*Materiał:*
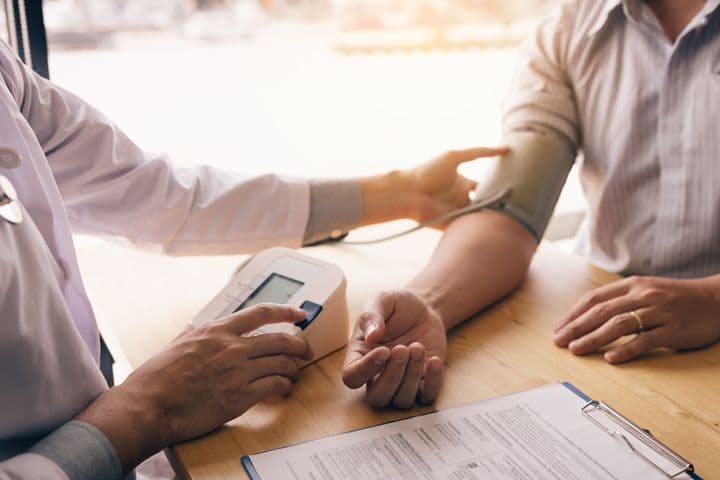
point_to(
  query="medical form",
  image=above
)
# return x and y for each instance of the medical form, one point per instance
(540, 434)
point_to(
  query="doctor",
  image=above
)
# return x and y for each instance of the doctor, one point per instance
(66, 168)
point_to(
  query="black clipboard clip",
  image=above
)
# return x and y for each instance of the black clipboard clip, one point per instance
(631, 431)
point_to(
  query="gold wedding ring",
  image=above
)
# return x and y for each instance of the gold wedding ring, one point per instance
(638, 320)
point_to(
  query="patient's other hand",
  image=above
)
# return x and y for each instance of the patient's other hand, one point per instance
(398, 350)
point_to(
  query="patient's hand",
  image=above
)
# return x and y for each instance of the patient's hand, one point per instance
(674, 313)
(398, 350)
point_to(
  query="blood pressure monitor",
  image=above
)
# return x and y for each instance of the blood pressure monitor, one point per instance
(280, 275)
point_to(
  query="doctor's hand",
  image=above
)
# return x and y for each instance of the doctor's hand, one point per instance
(207, 376)
(663, 312)
(424, 192)
(397, 350)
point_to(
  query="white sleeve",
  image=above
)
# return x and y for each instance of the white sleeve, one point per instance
(110, 186)
(30, 466)
(75, 451)
(541, 96)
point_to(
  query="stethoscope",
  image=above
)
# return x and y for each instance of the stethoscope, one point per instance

*Opis zadania:*
Przepisz wszystkie powyższe wpisy, zamieniając „sleeve” na „cuff” i nie zmieniając niczego więcej. Obrazy pomiń w odpowiedzi.

*Pełny wynik:*
point_to(
  query="medical form",
  image=above
)
# return x and y for each instance of the medical form, one point per instance
(540, 434)
point_to(
  query="doctor",
  image=above
)
# return x and y for each instance of the doctor, one point per instance
(66, 168)
point_to(
  query="black clipboard clip",
  image=above
)
# return x and y for each instance of the black clipboard clip, one point per instance
(631, 431)
point_to(
  query="gold wedding ring",
  image=above
)
# return x and y for each instance of the gold wedding ring, one point per instance
(638, 320)
point_to(
  query="patient's other hand",
  image=above
)
# return x and y for each instance of the patient's other hand, one point per instance
(398, 350)
point_to(
  query="patient's hand",
  image=above
)
# return x and y for each instance of the patient's hand, one point per instance
(674, 313)
(398, 350)
point_to(
  query="blood pressure monitor",
  image=above
)
# return x and y for each instance of the blood pressure monitor, one point per instance
(280, 275)
point_to(
  query="doctor's hand",
  image=above
)
# return x and y for each instance of the doctor's hand, one point per instance
(207, 376)
(663, 312)
(424, 192)
(397, 350)
point_to(
  query="white cuff",
  image=above
)
# return x and y for each instance of the white cuff, one point per instance
(110, 186)
(30, 466)
(75, 451)
(541, 96)
point_to(
  query="stethoscope",
  image=above
)
# return x and y for each instance of the stethoscope, one point per instance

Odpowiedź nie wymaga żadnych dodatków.